◆ **Information provided**:

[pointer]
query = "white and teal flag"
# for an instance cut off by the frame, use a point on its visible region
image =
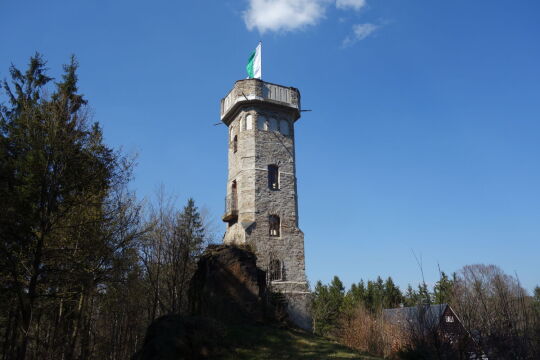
(254, 67)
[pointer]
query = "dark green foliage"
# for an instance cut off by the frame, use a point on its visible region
(67, 223)
(443, 290)
(326, 307)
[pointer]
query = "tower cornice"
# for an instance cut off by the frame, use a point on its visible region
(250, 92)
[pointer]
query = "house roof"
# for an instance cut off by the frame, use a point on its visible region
(425, 314)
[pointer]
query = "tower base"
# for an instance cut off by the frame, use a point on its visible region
(298, 302)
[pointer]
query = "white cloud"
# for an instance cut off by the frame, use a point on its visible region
(283, 15)
(350, 4)
(360, 32)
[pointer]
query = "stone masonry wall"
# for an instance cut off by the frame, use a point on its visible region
(256, 149)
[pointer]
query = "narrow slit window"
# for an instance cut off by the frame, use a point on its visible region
(272, 124)
(284, 127)
(273, 177)
(274, 225)
(261, 123)
(276, 271)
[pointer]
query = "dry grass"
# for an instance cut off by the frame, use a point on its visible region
(367, 332)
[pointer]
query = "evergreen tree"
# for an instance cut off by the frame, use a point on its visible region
(65, 218)
(392, 295)
(442, 291)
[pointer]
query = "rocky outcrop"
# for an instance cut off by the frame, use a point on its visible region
(228, 286)
(175, 337)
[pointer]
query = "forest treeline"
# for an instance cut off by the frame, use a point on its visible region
(84, 265)
(500, 319)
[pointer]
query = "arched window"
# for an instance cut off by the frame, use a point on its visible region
(274, 225)
(284, 127)
(273, 177)
(272, 124)
(275, 270)
(261, 123)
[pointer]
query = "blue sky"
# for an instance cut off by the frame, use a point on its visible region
(424, 136)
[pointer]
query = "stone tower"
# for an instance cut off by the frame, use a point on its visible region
(261, 207)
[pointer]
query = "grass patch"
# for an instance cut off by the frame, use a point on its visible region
(253, 342)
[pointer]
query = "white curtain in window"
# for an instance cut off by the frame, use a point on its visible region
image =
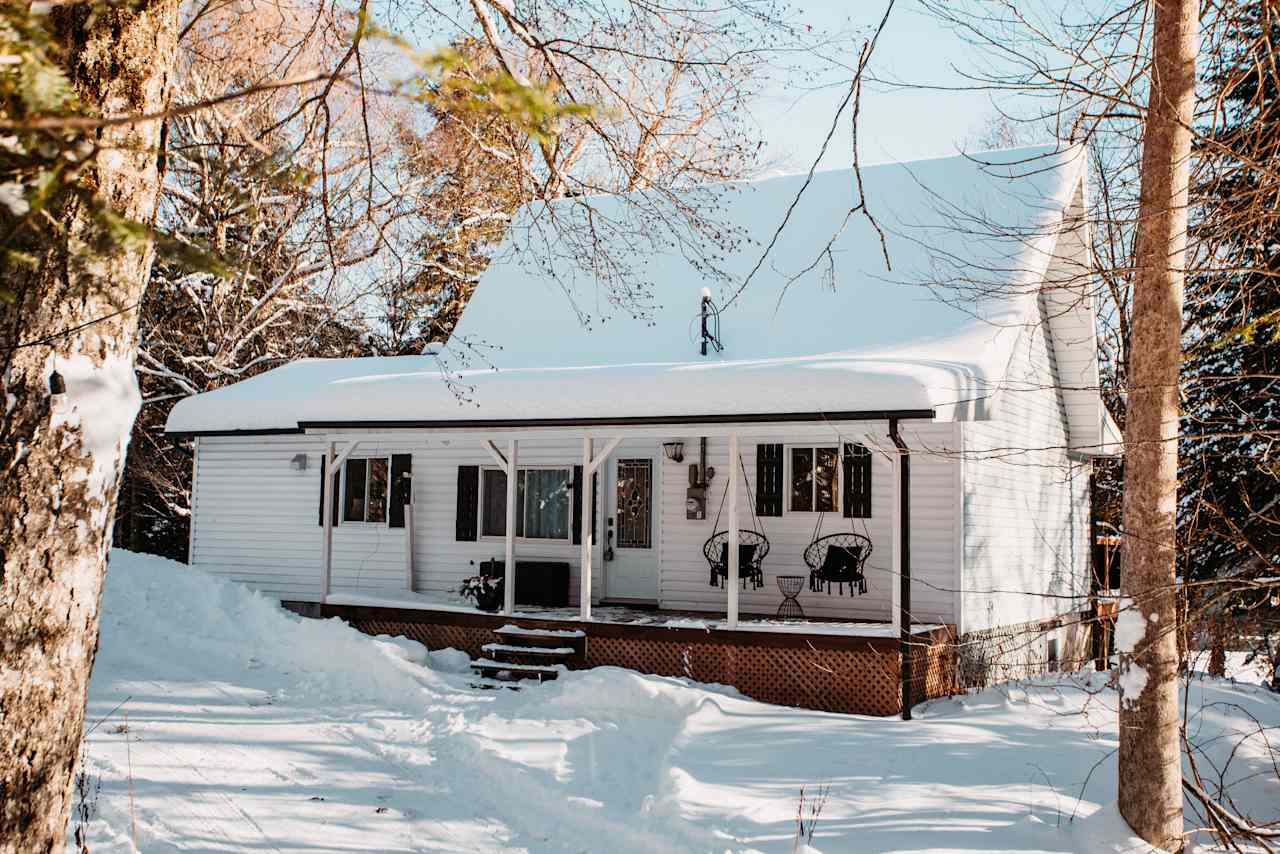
(547, 503)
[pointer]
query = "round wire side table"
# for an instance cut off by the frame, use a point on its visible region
(790, 587)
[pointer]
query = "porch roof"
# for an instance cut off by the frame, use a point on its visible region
(415, 391)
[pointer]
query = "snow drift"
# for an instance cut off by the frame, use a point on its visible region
(220, 722)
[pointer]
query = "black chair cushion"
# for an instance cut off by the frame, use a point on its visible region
(745, 556)
(841, 563)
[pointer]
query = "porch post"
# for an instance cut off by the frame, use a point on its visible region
(731, 580)
(896, 546)
(903, 558)
(510, 553)
(588, 499)
(327, 511)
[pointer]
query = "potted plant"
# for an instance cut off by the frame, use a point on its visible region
(487, 592)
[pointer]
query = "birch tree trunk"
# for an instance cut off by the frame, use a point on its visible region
(67, 346)
(1151, 797)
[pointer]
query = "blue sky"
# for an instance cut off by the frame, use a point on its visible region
(895, 124)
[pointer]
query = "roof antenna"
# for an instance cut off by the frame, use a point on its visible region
(711, 323)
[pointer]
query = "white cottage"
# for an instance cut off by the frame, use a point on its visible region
(942, 444)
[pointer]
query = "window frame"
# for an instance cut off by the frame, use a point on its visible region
(813, 488)
(480, 503)
(387, 499)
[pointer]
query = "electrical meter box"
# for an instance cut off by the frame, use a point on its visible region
(695, 502)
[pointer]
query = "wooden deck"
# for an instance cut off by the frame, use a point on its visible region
(822, 665)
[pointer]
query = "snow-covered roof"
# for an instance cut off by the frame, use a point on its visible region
(810, 333)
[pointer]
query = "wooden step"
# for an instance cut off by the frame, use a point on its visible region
(515, 635)
(494, 685)
(548, 653)
(499, 670)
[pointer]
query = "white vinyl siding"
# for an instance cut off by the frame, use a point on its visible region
(935, 525)
(1025, 499)
(245, 484)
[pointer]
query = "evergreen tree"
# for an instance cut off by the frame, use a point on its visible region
(1230, 506)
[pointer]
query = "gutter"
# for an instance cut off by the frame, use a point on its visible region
(904, 599)
(639, 420)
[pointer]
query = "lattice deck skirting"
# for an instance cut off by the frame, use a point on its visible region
(827, 672)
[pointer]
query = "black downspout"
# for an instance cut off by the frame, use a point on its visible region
(904, 599)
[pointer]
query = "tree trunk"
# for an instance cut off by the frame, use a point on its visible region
(67, 346)
(1151, 797)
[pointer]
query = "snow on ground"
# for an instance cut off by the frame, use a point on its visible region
(220, 722)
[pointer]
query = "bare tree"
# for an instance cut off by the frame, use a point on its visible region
(67, 346)
(1151, 776)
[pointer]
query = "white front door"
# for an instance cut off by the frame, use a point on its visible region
(630, 529)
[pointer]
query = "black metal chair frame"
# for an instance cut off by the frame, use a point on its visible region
(716, 552)
(816, 557)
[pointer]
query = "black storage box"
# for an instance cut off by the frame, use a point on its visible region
(543, 583)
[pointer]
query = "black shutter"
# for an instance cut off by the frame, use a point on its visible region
(402, 488)
(577, 503)
(337, 484)
(469, 493)
(856, 462)
(768, 480)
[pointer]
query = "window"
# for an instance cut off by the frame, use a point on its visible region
(543, 503)
(814, 479)
(365, 489)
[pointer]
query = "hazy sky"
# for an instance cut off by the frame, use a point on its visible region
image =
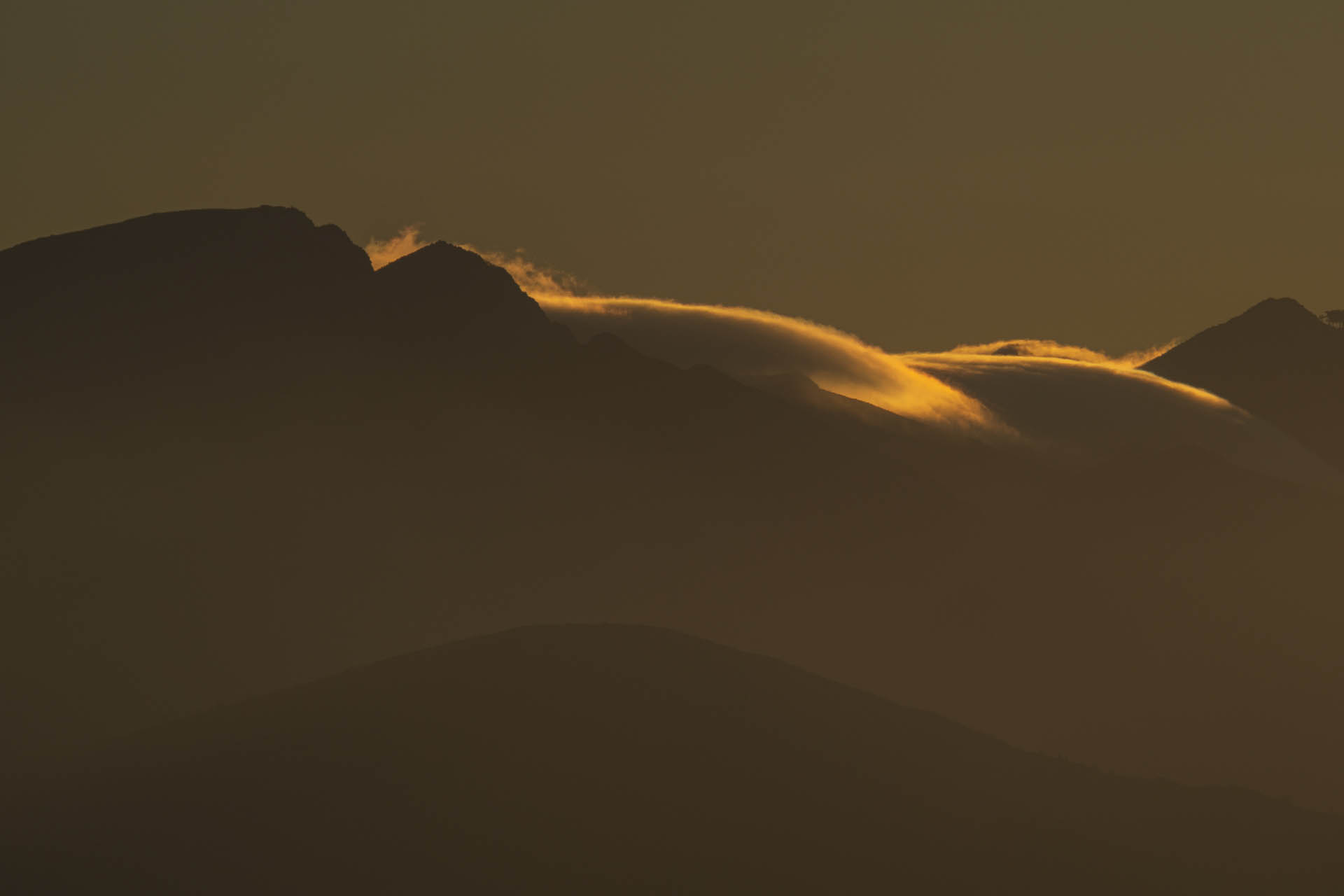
(921, 174)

◆ **The request**:
Leave out all images, then reproduce the entries above exactly.

◆ **Solution for this problem**:
[pointer]
query = "white and teal flag"
# for an instance cut off by the frame, use a point on its visible region
image =
(254, 67)
[pointer]
query = "dark green foliage"
# for an instance cut off by the frame, use a point on its visible region
(67, 223)
(443, 290)
(326, 307)
[pointer]
query = "tower cornice"
# for an instance cut off by the frame, use a point on its visible region
(250, 92)
[pointer]
query = "house roof"
# for an instance cut off by the frame, use a point on its visible region
(425, 314)
[pointer]
query = "tower base"
# for an instance cut off by the frame, use a point on its visible region
(298, 302)
[pointer]
query = "white cloud"
# for an instance cut off by the frame, use a point on its visible region
(283, 15)
(350, 4)
(360, 32)
[pointer]
query = "stone masonry wall"
# for an instance cut off by the frame, use a point on its visible region
(256, 149)
[pointer]
query = "narrow slit window"
# for an instance cut off by the frame, use a point on its visible region
(272, 124)
(284, 127)
(273, 177)
(274, 225)
(261, 123)
(276, 271)
[pointer]
query = "dry grass"
# for an instance cut off by the frame, use a point on its visible region
(367, 332)
[pointer]
query = "evergreen tree"
# for an instance cut off by the frame, use a point on its visible region
(65, 218)
(392, 295)
(442, 291)
[pointer]
query = "rocky outcrop"
# for an instance cut off by the frame, use a point on its visible region
(228, 286)
(175, 337)
[pointer]
query = "forest treeline"
# for an instance cut off by the frame, use a point on its visible region
(84, 265)
(500, 319)
[pointer]
query = "arched window"
# for an instance cut off by the frame, use a point on its visible region
(274, 225)
(284, 127)
(273, 177)
(272, 124)
(275, 270)
(261, 123)
[pointer]
query = "blue sky"
# for an instance cut off by the frame, use a point on its visible region
(424, 136)
[pointer]
query = "stone tower"
# for an instance cut off by the frame, use a point on its visible region
(261, 207)
[pointer]
query = "grass patch"
# for an instance cut off by the frame, use a point on its visible region
(253, 342)
[pointer]
query = "white curtain in window"
# for an instance cut off by the frame, use a point on its visible region
image =
(547, 503)
[pointer]
query = "round wire side table"
# for an instance cut off by the frame, use a point on its visible region
(790, 587)
[pointer]
query = "porch roof"
# for an instance cut off by the frame, use a point on its visible region
(415, 391)
[pointer]
query = "snow drift"
# for an instance cut off by the frame, use a point on its visible region
(220, 722)
[pointer]
query = "black chair cushion"
# for an instance cut off by the frame, use a point on its visible region
(745, 556)
(841, 563)
[pointer]
query = "porch post"
# for an instance cut off by the frame, use a point on its visible region
(731, 580)
(896, 546)
(903, 558)
(510, 553)
(588, 499)
(327, 511)
[pointer]
query = "potted plant"
# for an instance cut off by the frame, use a point on its visible region
(487, 592)
[pointer]
query = "birch tree trunk"
# for an instance cut off by the frame, use a point on its visible region
(67, 346)
(1151, 797)
[pointer]
query = "blue sky"
# for an instance cut off by the frame, use a point on its visible region
(895, 124)
[pointer]
query = "roof antenna"
# for an instance cut off by the frame, use a point on its visible region
(711, 323)
[pointer]
query = "white cottage"
# for an instance cut off by the frame, use a point on its visible region
(942, 444)
[pointer]
query = "window frame"
# for an instance cut off by the frame, use a point on its visible region
(813, 488)
(480, 503)
(387, 499)
[pointer]
query = "electrical meter box"
# for an instance cut off by the frame, use a point on its visible region
(695, 502)
[pointer]
query = "wooden deck"
# for an instance cut off by the frame, use a point on its visible region
(822, 665)
[pointer]
query = "snow-covered roof"
# for an instance cut off by the frame, use a point on its visible region
(810, 333)
[pointer]
query = "wooden step"
# for an instance cut off by the frame, use a point on its visible region
(515, 635)
(494, 685)
(548, 653)
(499, 670)
[pointer]
query = "white vinyl siding"
# for an instance cut off by the frame, use a point on its visible region
(935, 525)
(1025, 499)
(245, 484)
[pointer]
query = "evergreen tree"
# for an instance cut off by the frame, use a point on its visible region
(1230, 506)
[pointer]
query = "gutter"
# for an instance cut off by the frame, use a point on its visible region
(904, 599)
(639, 420)
[pointer]
query = "lattice deck skirting"
# for an instance cut off by the frame, use a point on its visible region
(827, 672)
[pointer]
query = "black downspout"
# for an instance cut off by the frame, use a point on its visible region
(904, 599)
[pointer]
query = "tree trunk"
# for an instance cut off by the frame, use a point on its visible region
(67, 346)
(1151, 797)
[pointer]
query = "snow on ground"
# for an instance cut off by the frame, use a point on its visible region
(220, 722)
[pointer]
query = "bare tree"
# for an instance cut off by the frame, use a point on its visible region
(67, 346)
(1151, 776)
[pointer]
query = "white front door"
# for an instance cut off by the frame, use a point on its visible region
(630, 529)
[pointer]
query = "black metal chair frame"
# for an instance cut off by the frame, use a point on its visible region
(716, 552)
(816, 557)
[pointer]
query = "black storage box"
# for an instance cut off by the frame, use a point on its visible region
(543, 583)
[pointer]
query = "black shutter"
# for an instance cut off by the frame, use a point on its visible region
(402, 488)
(577, 503)
(337, 484)
(469, 493)
(856, 462)
(768, 480)
[pointer]
query = "window"
# for an instance cut off by the frame, use a point on its visible region
(543, 503)
(814, 479)
(365, 489)
[pointer]
query = "hazy sky"
# for an instance cut off by the frame, use a point on its visible region
image =
(921, 174)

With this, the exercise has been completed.